## PROBLEM REQUIREMENTS
Copy every line of the data below word for word, leaving out the pictures.
--- start RECORDS FOR THIS EXERCISE ---
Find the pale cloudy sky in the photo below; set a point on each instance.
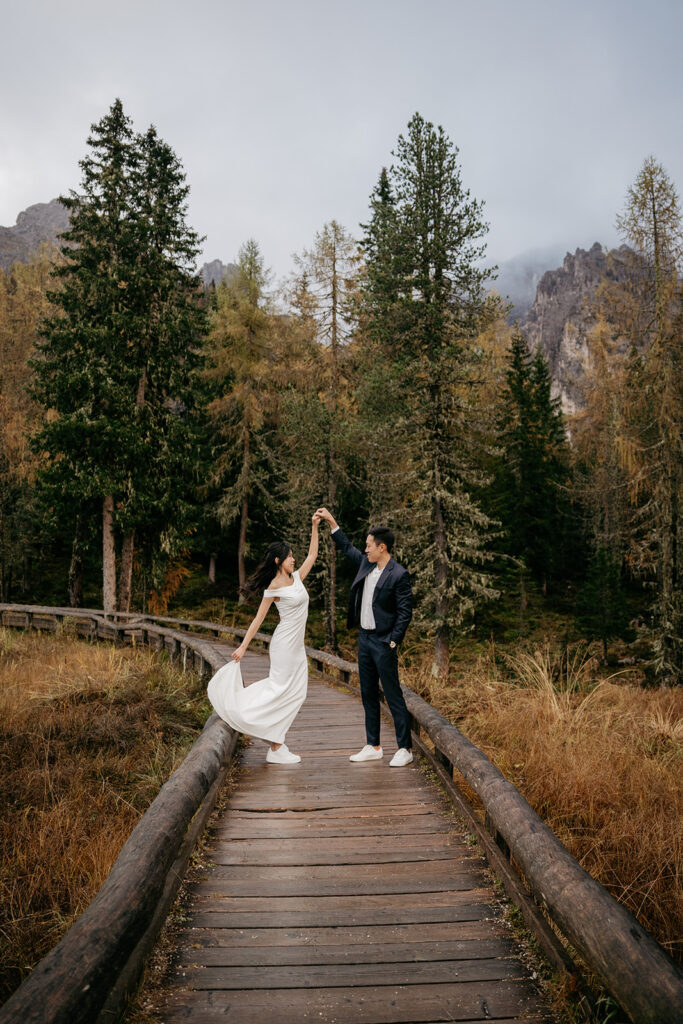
(283, 112)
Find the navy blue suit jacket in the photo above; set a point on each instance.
(392, 600)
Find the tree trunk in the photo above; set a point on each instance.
(244, 516)
(331, 596)
(26, 581)
(125, 583)
(109, 557)
(76, 568)
(441, 640)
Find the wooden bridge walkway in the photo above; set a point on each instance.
(342, 892)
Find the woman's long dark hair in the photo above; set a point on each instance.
(267, 569)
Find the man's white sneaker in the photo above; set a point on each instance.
(400, 758)
(368, 754)
(283, 756)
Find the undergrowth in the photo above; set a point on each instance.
(599, 759)
(88, 734)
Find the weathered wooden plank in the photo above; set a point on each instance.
(507, 1000)
(317, 904)
(288, 855)
(340, 975)
(354, 915)
(240, 939)
(633, 967)
(333, 887)
(373, 872)
(264, 827)
(355, 953)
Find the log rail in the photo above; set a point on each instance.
(91, 973)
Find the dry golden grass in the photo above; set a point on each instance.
(600, 761)
(88, 734)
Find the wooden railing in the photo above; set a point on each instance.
(89, 974)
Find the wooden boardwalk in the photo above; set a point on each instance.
(342, 893)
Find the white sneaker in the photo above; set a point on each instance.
(400, 758)
(368, 754)
(283, 756)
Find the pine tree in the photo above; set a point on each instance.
(23, 303)
(326, 292)
(244, 371)
(424, 306)
(118, 361)
(532, 467)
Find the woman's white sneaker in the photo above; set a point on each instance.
(283, 756)
(368, 754)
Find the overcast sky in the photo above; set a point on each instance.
(283, 112)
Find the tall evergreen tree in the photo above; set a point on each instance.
(244, 374)
(424, 304)
(651, 449)
(326, 294)
(532, 466)
(117, 367)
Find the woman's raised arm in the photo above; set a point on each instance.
(307, 564)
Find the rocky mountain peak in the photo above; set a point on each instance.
(561, 317)
(35, 225)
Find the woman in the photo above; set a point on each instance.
(266, 709)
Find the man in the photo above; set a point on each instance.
(381, 604)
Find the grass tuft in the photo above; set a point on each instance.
(88, 734)
(599, 759)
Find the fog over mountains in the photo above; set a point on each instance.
(550, 291)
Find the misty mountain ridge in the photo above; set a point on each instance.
(551, 293)
(518, 278)
(43, 222)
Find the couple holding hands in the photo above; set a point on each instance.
(380, 604)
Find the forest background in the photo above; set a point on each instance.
(152, 426)
(156, 435)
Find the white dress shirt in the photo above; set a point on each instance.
(367, 616)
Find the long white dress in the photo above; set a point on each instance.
(267, 708)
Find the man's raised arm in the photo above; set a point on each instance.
(340, 538)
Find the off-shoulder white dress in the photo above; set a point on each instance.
(267, 708)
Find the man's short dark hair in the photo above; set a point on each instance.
(382, 535)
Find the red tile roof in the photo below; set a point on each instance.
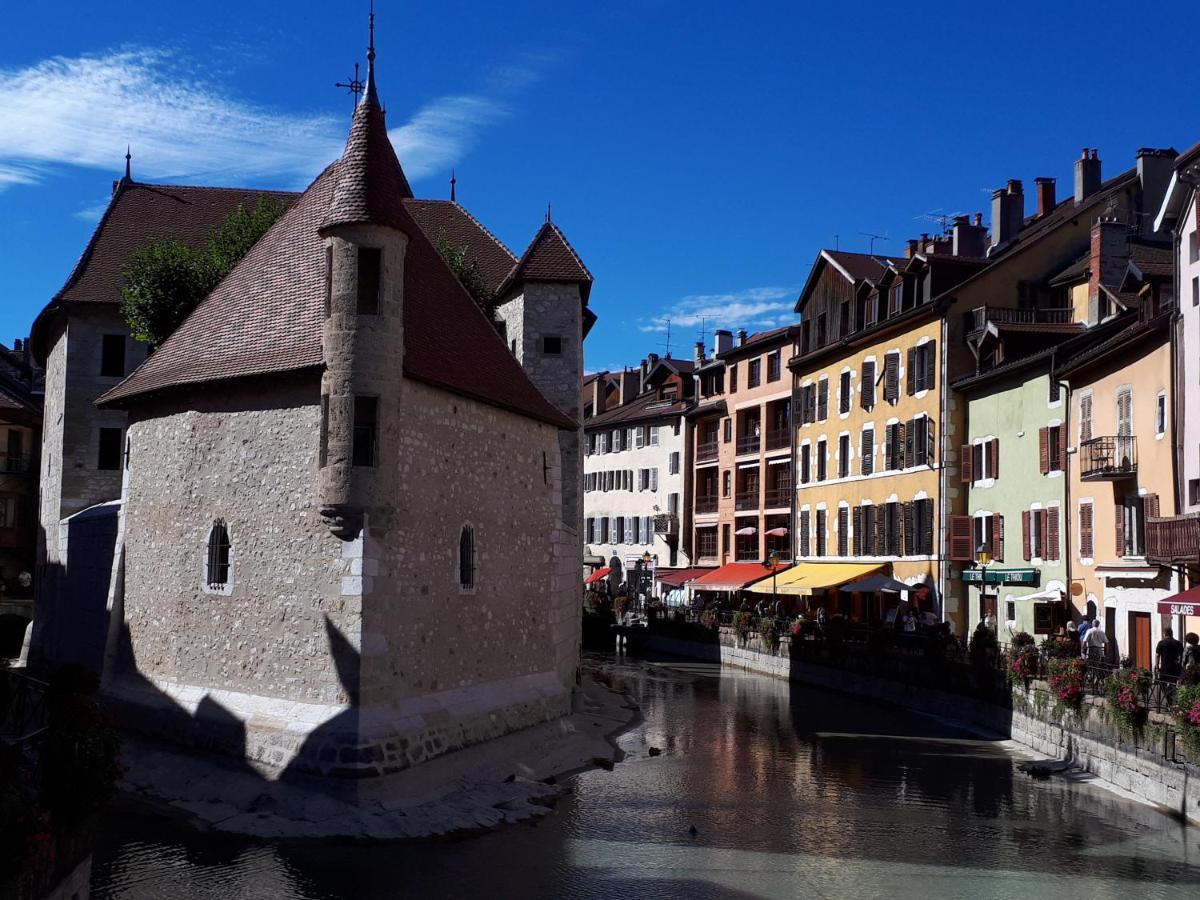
(447, 217)
(267, 316)
(137, 215)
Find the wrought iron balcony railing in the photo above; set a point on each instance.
(1108, 459)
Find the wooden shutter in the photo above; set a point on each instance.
(1085, 531)
(1119, 509)
(961, 532)
(892, 377)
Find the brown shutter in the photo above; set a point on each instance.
(961, 532)
(1119, 509)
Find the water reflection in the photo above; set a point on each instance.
(791, 791)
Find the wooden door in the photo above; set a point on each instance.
(1139, 640)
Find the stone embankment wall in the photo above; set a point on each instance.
(1147, 765)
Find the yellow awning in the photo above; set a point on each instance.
(807, 577)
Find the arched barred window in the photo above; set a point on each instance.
(217, 573)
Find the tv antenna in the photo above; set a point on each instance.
(874, 238)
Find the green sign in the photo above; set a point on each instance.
(1000, 576)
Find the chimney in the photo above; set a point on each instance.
(969, 240)
(1045, 196)
(1155, 171)
(1087, 175)
(1109, 261)
(1007, 213)
(599, 394)
(630, 385)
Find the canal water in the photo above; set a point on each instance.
(791, 791)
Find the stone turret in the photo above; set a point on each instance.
(366, 234)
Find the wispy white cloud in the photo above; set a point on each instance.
(83, 111)
(753, 309)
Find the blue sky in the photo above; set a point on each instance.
(696, 154)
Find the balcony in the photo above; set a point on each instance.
(1108, 459)
(667, 525)
(706, 451)
(779, 439)
(747, 499)
(1174, 539)
(982, 316)
(749, 444)
(778, 497)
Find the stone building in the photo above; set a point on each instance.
(85, 348)
(349, 537)
(636, 479)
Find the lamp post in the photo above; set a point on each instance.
(983, 559)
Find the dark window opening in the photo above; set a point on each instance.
(467, 557)
(109, 456)
(217, 573)
(112, 355)
(370, 277)
(366, 412)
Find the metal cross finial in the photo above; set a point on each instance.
(354, 85)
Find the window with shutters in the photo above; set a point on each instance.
(217, 573)
(867, 387)
(1085, 418)
(892, 378)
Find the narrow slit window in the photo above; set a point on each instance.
(366, 417)
(467, 557)
(370, 276)
(217, 573)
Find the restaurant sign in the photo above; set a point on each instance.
(1169, 609)
(1001, 576)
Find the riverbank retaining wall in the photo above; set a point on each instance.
(1147, 765)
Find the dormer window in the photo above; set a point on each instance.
(370, 277)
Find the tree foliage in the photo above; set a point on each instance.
(466, 269)
(167, 280)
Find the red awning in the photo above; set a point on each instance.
(678, 577)
(597, 575)
(735, 576)
(1185, 604)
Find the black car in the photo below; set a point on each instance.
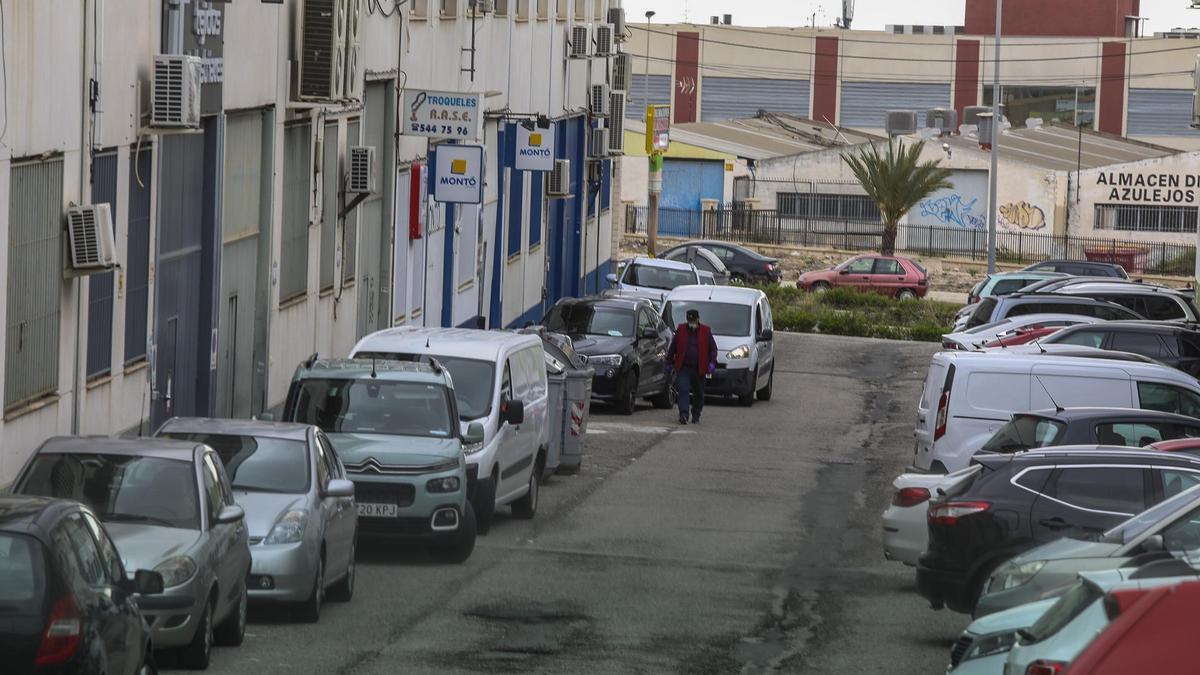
(1171, 344)
(625, 342)
(1090, 425)
(66, 604)
(1080, 268)
(744, 266)
(1017, 502)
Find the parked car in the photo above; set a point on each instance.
(1165, 531)
(744, 264)
(66, 602)
(168, 507)
(299, 507)
(990, 310)
(743, 328)
(981, 335)
(889, 275)
(625, 344)
(969, 395)
(1080, 268)
(1171, 344)
(1020, 501)
(490, 370)
(395, 424)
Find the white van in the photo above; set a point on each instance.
(969, 395)
(501, 382)
(744, 333)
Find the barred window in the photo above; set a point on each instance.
(1132, 217)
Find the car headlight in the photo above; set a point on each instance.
(288, 529)
(175, 571)
(990, 645)
(742, 352)
(1012, 574)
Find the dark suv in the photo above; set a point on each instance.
(1019, 501)
(625, 342)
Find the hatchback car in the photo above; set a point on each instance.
(66, 603)
(168, 507)
(625, 344)
(889, 275)
(299, 507)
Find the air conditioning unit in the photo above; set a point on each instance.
(93, 245)
(175, 91)
(617, 18)
(599, 101)
(598, 148)
(622, 71)
(901, 123)
(322, 49)
(605, 45)
(945, 120)
(558, 184)
(579, 41)
(361, 180)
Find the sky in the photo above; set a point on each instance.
(869, 15)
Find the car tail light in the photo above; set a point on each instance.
(910, 496)
(951, 512)
(1045, 668)
(60, 640)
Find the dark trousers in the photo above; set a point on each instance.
(690, 387)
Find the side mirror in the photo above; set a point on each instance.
(475, 434)
(513, 412)
(148, 583)
(229, 514)
(340, 488)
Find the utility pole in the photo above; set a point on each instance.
--- end RECORDS FOR THIS EXERCISE ---
## RESULT
Find the pale cloudy sky in the photo below; set a point on each instance.
(283, 112)
Find the navy blue suit jacket in the photo above; set a point on each instance.
(392, 600)
Find the tree trunk in the photo above; set a point on each instance.
(244, 516)
(331, 596)
(26, 581)
(125, 583)
(109, 557)
(76, 568)
(441, 640)
Find the wooden bridge walkway in the photo above; set a point on each instance.
(342, 892)
Find the woman's long dark hair in the photo above; set a point on each instance.
(267, 569)
Find the man's white sneaker in the photo above; set a point on each instance.
(400, 758)
(368, 754)
(283, 756)
Find the undergrowth in the photo above; set a point on each instance.
(599, 759)
(88, 734)
Find the weathered wooden plank in the photo above; set a point on each instance.
(507, 1000)
(317, 904)
(288, 855)
(340, 975)
(354, 915)
(240, 939)
(633, 967)
(333, 887)
(373, 872)
(264, 827)
(355, 953)
Find the log rail in the photo above; set a point on each instance.
(91, 973)
Find the dry golden grass in the photo above; set a point on each instance.
(600, 761)
(88, 734)
Find the wooden railing in the photo above; set a point on each instance.
(89, 974)
Find the wooden boardwalk in the photo above; set a point on each instance.
(342, 893)
Find the white sneaker in the photo above; set a point on each instance.
(400, 758)
(368, 754)
(283, 756)
Find the pine tree in the photo above; set a point on each instance.
(23, 303)
(326, 292)
(244, 371)
(424, 306)
(118, 361)
(532, 467)
Find the woman's white sneaker in the photo above; set a point on each instance.
(283, 756)
(368, 754)
Find the overcast sky in the photo above; set a point on each instance.
(283, 112)
Find the tall evergreen tree in the photo above; set a point on each instance.
(244, 374)
(424, 304)
(651, 449)
(326, 294)
(532, 466)
(117, 367)
Find the woman's raised arm in the photo above; set a point on each instance.
(307, 564)
Find the rocky mountain peak in the photo above; set a point on each instance.
(561, 317)
(35, 225)
Find the woman in the photo above; set a point on each instance.
(266, 709)
Find the man in the photo above; set a point on each instance.
(381, 604)
Find the grass tuft in the photo above; set a point on each instance.
(88, 734)
(599, 759)
Find the fog over mountains in the photo above; set a point on each instance.
(550, 291)
Find the misty mountain ridge in the photo above; set a point on each instance.
(551, 293)
(518, 278)
(43, 222)
Find the couple holding hands in the photo above; set a point on each instance.
(380, 604)
Find the forest background in the photo above; set a point on each instance.
(152, 426)
(156, 435)
Find the white dress shirt in the photo above; set a point on each instance.
(367, 616)
Find the long white dress in the photo above; set a point on each instance.
(267, 708)
Find the man's raised arm in the photo above; set a point on each instance.
(340, 538)
Find the off-shoulder white dress in the photo above; set a point on each instance.
(267, 708)
Find the man's short dark hair in the photo above; set a point on each instance.
(382, 535)
Find the red tile roof in the photo below; set a point on each instance.
(447, 217)
(267, 316)
(137, 215)
Find the wrought iron balcony railing in the photo above; set a point on each instance.
(1108, 459)
Find the wooden shutter in the photo above; set a point on each instance.
(1085, 531)
(1119, 509)
(961, 532)
(892, 377)
Find the brown shutter in the photo above; set a point on each instance.
(961, 532)
(1119, 509)
Find the water reflection in the photo above; set a point on each instance.
(791, 791)
Find the wooden door in the photo above; set a point on each instance.
(1139, 640)
Find the stone embankment wall in the photo above; set a point on each instance.
(1147, 765)
Find the yellow awning in the photo above; set a point on each instance.
(807, 577)
Find the arched barred window in the photo above; set a point on each instance.
(217, 573)
Find the tv antenna in the photo above; set a point on each instance.
(874, 238)
Find the green sign in the photo above; set a point on each instance.
(1000, 576)
Find the chimney in the photo above; set a point on each instance.
(969, 240)
(1045, 196)
(1155, 171)
(1087, 175)
(1109, 261)
(1007, 213)
(599, 394)
(630, 385)
Find the canal water in the photo above; set a point on each instance.
(791, 791)
Find the stone turret in the photo above; set a point on each instance.
(366, 234)
Find the wispy white cloud in the photo above; set a point on each instance.
(83, 111)
(753, 309)
Find the blue sky in the photo above; set a point on each instance.
(696, 154)
Find the balcony in the photo above; set a point on each instance.
(1108, 459)
(667, 525)
(706, 451)
(779, 439)
(747, 499)
(1174, 539)
(982, 316)
(749, 444)
(778, 497)
Find the stone building in the photo above; set a point on each instance.
(85, 348)
(349, 537)
(636, 479)
Find the lamp post in the photo above; set a point on each instance.
(983, 559)
Find the dark window opening in the photo above; set a point on each instance.
(467, 557)
(109, 456)
(217, 573)
(112, 355)
(370, 277)
(366, 412)
Find the metal cross finial in the photo above; set a point on each instance.
(354, 85)
Find the window with shutters in the photo above; set a point on each instance.
(217, 573)
(867, 387)
(1085, 418)
(892, 378)
Find the narrow slit window in the photo above; set a point on each instance.
(366, 417)
(467, 557)
(370, 276)
(217, 573)
Find the restaurant sign in the photo above; set a point on each instance.
(1169, 609)
(1001, 576)
Find the riverbank retaining wall in the photo above; set a point on each instance.
(1147, 765)
Find the dormer window in the photo above; set a point on each instance.
(370, 277)
Find the tree foliage in the photo above; set a point on each instance.
(466, 269)
(167, 280)
Find the red awning in the photo above; set a point on each instance.
(678, 577)
(597, 575)
(735, 576)
(1185, 604)
Find the black car in the photo below; set a point on each instance.
(1171, 344)
(625, 342)
(1090, 425)
(66, 604)
(1080, 268)
(744, 266)
(1017, 502)
Find the parked car in the photo above; set a point on each instance.
(1165, 531)
(744, 264)
(66, 602)
(168, 507)
(299, 507)
(990, 310)
(743, 328)
(981, 335)
(889, 275)
(625, 344)
(969, 395)
(1080, 268)
(1171, 344)
(1020, 501)
(490, 370)
(395, 424)
Find the white van in the photo above; set a point on each instance.
(969, 395)
(501, 382)
(744, 333)
Find the barred window in the photo above; set a point on each instance.
(1132, 217)
Find the car headlight in the photo above; set a point on each instance.
(288, 529)
(175, 571)
(990, 645)
(742, 352)
(1012, 574)
Find the dark suv in the photo above; set a point on each instance.
(1019, 501)
(625, 342)
Find the hatchback car in the photo above; set a point on each instance.
(66, 603)
(168, 507)
(625, 344)
(889, 275)
(299, 507)
Find the air conditioning unit in the photo above; set a point on each instance.
(93, 245)
(175, 91)
(617, 18)
(599, 101)
(598, 148)
(622, 71)
(901, 123)
(322, 49)
(605, 45)
(945, 120)
(558, 184)
(579, 41)
(361, 180)
Find the sky in the photo above; set a point on each instance.
(869, 15)
Find the car tail light in the photo above; set a point on each instance.
(910, 496)
(951, 512)
(1045, 668)
(60, 640)
Find the dark trousers in the photo above; set a point on each instance.
(690, 387)
Find the side mirror in the photo above; set a point on each instance.
(475, 434)
(513, 412)
(148, 583)
(229, 514)
(340, 488)
Find the utility pole in the photo above; set a point on each instance.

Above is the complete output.